Reading text:
*** Begin section ***

It’s Still Alive! PR Crises Frighten Major Brands Again in 2023

It’s Still Alive! PR Crises Frighten Major Brands Again in 2023

Lock the door. Pull down the window shades. Grab a knife from the kitchen drawer and sink into the fetal position. It’s time for the scariest PR crises of the year.

Halloween is always the perfect moment to look back (as in behind your back!) at those crises that caused brands a heap of harm and saw them scramble to escape the danger. And each time you thought the danger had passed – the villain was dead, lessons were learned – it popped up again at a different corporation.

Atlanta-based Norfolk Southern endured the first big scare of the year when a train derailed in eastern Ohio in early February, resulting in a fiery wreck involving freight cars carrying hazardous materials. The company then spent the next several weeks trying to get its public relations response on track, causing further damage to its brand reputation.

As I wrote a few weeks after the derailment, the best way to protect that reputation amid a major crisis is to respond quickly, show concern, provide regular information updates, and demonstrate that the company’s leadership – especially the CEO – is taking this seriously.

Companies in crisis need to be transparent, accountable and visible. 

Instead, in the early days of the crisis, Norfolk Southern (1) skipped an important community meeting, (2) did not put its CEO, Alan Shaw, front and center in any meaningful way, and (3) was clumsy in its efforts to demonstrate concern for the citizens of East Palestine. The company also initially promised a paltry sum – $25,000 – for assistance, although that number ultimately increased significantly.

*** End section ***

Recorded information:
*** Begin section ***

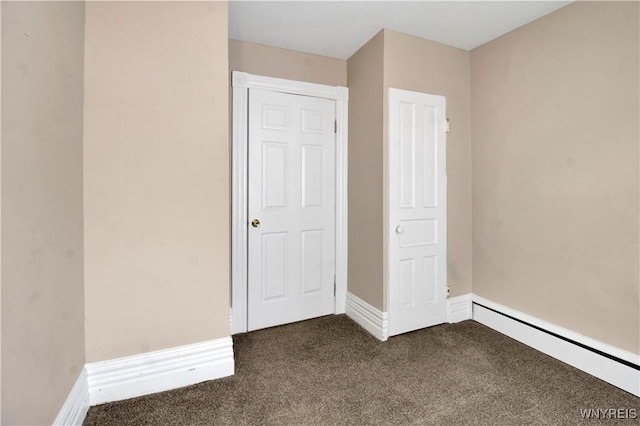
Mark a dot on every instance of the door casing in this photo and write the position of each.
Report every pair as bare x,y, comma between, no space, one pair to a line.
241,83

*** End section ***
*** Begin section ***

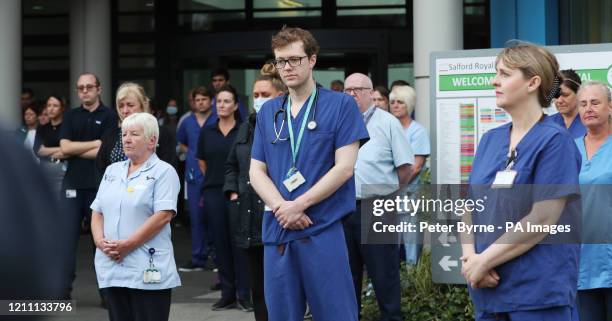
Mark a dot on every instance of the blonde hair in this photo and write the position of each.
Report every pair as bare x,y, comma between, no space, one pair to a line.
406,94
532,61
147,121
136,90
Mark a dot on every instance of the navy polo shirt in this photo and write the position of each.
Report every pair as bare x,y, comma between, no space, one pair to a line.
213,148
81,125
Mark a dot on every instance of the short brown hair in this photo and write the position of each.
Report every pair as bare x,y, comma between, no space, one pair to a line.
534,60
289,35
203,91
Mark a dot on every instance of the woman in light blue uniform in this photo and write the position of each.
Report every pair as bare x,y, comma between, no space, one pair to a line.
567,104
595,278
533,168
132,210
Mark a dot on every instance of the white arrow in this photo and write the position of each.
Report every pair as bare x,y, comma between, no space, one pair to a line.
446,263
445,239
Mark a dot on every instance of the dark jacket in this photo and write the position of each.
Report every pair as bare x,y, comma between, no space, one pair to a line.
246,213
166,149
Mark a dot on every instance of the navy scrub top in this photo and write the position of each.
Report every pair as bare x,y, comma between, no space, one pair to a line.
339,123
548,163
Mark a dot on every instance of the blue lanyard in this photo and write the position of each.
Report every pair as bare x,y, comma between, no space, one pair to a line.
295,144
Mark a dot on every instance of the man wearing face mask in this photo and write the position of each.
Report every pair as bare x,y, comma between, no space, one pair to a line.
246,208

*** End section ***
*** Begin section ***

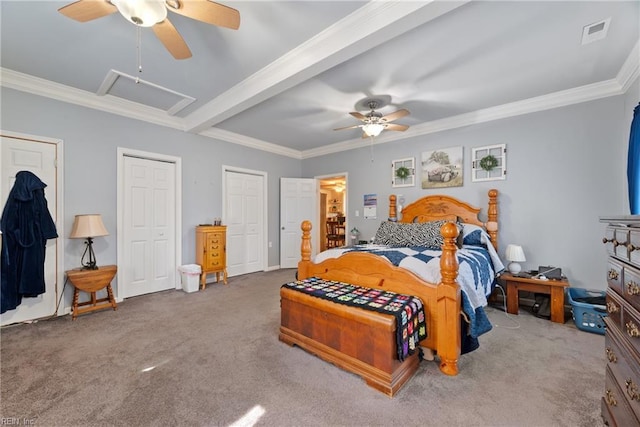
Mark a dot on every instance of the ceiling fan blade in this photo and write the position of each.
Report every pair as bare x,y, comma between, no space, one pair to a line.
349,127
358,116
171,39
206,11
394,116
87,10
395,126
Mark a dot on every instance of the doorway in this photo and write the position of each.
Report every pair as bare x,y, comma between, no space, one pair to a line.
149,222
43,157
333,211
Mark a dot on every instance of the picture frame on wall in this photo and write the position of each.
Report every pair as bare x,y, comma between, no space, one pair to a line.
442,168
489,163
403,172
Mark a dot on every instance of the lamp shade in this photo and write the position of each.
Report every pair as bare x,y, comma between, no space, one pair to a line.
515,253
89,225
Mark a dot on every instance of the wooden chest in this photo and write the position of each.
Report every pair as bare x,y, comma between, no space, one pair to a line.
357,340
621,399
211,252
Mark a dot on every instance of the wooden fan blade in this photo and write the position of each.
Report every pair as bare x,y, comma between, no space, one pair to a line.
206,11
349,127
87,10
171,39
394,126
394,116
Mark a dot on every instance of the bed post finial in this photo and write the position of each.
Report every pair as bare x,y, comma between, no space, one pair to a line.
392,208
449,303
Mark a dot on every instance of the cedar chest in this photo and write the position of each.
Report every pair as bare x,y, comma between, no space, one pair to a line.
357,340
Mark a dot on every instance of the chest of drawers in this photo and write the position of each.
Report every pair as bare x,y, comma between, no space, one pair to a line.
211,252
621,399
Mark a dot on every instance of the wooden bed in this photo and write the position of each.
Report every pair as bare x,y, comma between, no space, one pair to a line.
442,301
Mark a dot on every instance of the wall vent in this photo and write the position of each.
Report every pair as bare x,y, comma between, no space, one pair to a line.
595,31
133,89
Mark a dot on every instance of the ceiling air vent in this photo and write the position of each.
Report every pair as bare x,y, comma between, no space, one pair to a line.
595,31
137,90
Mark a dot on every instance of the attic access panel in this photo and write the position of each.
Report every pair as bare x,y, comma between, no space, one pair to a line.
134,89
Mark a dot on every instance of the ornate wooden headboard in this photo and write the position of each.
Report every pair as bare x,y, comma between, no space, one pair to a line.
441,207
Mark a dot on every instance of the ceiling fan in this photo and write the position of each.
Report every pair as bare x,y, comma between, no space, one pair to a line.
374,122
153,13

*** End section ***

Rewrite the portion of the article on PR crises from "Atlanta-based Norfolk Southern" up to and including "taking this seriously.", changing "fiery wreck" to "blazing wreck". The entries above are independent material and have no connection to the article on PR crises.

Solved exercise:
Atlanta-based Norfolk Southern endured the first big scare of the year when a train derailed in eastern Ohio in early February, resulting in a blazing wreck involving freight cars carrying hazardous materials. The company then spent the next several weeks trying to get its public relations response on track, causing further damage to its brand reputation.

As I wrote a few weeks after the derailment, the best way to protect that reputation amid a major crisis is to respond quickly, show concern, provide regular information updates, and demonstrate that the company’s leadership – especially the CEO – is taking this seriously.